▶ _TEXT EXCERPT_
========================================

You could also throw in 1 Peter 3:20-21 and mention how the flood story symbolizes baptism. :slight_smile:


This is such an important point, and something I keep coming back to every time I’m tempted to just avoid huge chunks of the Bible with my kids (I do avoid the R-rated parts for now, but I mean more than that). I know that the only way I even have the ability to raise the questions that I do now is because I was schooled in the Bible from a young age – even the long, tedious read-throughs of the “law and the prophets” and out-of-context memorization of verses from the epistles that used words I didn’t understand – all of it has helped me to know what’s in the Bible in one way or another.

One difficult part about teaching kids is that I often feel like things are so incomplete – that I’m only giving them part of the story and therefore I’m failing them somehow. But I suppose that’s just the nature of education. It’s not (or shouldn’t be) just me trying to pour large amounts of data into their brains – it’s always a work in progress, and if I can approach it that way, I would like to hope that will give them permission to do the same as they grow. It reminds me a bit of the approach to “classical education” – not that I understand it all that well, but the focus in the early years is often on memorization, but the things that are memorized in those years will come in handy later on, regardless of whether the child can grasp the full picture just then. That’s what I tell myself anyway! :smiley:

(Darek Barefoot) #47

Start with the fact that floods do, in fact, kill people all the time, and that nature is in God’s hands in some meaningful sense (unless you don’t believe that Jesus actually stilled the Sea of Galilee). I would argue that nature is not yet where God intends it to end up, and that sin has something to do with the past and present vulnerability of earthly creatures to suffering and death in all kinds of ways–including floods.

========================================

▶ _AIM OF THE EXERCISE_
Can you repeat the part of the passage that opens with "Start with the" and closes with "of ways–including floods.", swapping "floods" for "earthquakes" throughout?

▶ _GIVEN INFORMATION_
========================================

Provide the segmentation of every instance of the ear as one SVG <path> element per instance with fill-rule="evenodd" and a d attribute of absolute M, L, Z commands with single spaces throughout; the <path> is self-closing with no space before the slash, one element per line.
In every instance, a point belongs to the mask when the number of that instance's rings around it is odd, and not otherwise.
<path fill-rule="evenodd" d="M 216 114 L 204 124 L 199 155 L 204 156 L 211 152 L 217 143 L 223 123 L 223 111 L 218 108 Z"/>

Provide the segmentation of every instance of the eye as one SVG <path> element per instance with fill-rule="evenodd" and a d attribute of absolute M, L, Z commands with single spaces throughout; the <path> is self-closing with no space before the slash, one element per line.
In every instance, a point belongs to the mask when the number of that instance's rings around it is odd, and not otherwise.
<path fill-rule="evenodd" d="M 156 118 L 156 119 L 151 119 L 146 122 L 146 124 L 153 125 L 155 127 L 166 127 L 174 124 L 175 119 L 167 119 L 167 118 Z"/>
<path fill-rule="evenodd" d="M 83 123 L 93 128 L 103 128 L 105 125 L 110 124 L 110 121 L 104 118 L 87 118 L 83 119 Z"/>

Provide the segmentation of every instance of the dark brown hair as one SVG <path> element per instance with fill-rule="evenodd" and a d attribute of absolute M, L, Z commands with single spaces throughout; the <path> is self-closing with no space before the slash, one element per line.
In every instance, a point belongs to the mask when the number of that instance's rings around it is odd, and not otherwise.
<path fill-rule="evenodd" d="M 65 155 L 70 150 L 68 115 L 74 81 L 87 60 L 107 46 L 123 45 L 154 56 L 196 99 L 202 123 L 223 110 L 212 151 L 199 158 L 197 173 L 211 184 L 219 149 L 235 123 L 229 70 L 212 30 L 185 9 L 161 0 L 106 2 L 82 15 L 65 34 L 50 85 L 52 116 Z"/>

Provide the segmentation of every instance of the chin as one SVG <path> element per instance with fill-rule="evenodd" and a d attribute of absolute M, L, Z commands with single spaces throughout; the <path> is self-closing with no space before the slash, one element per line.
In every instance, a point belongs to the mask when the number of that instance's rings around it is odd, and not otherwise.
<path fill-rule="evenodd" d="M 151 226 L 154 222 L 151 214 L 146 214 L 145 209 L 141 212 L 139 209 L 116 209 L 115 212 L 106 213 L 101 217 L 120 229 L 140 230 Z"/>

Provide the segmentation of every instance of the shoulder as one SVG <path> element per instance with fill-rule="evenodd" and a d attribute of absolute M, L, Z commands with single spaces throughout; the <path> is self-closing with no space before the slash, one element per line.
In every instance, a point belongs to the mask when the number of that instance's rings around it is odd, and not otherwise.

========================================

▶ _FINAL ANSWER_
Start with the fact that earthquakes do, in fact, kill people all the time, and that nature is in God’s hands in some meaningful sense (unless you don’t believe that Jesus actually stilled the Sea of Galilee). I would argue that nature is not yet where God intends it to end up, and that sin has something to do with the past and present vulnerability of earthly creatures to suffering and death in all kinds of ways–including earthquakes.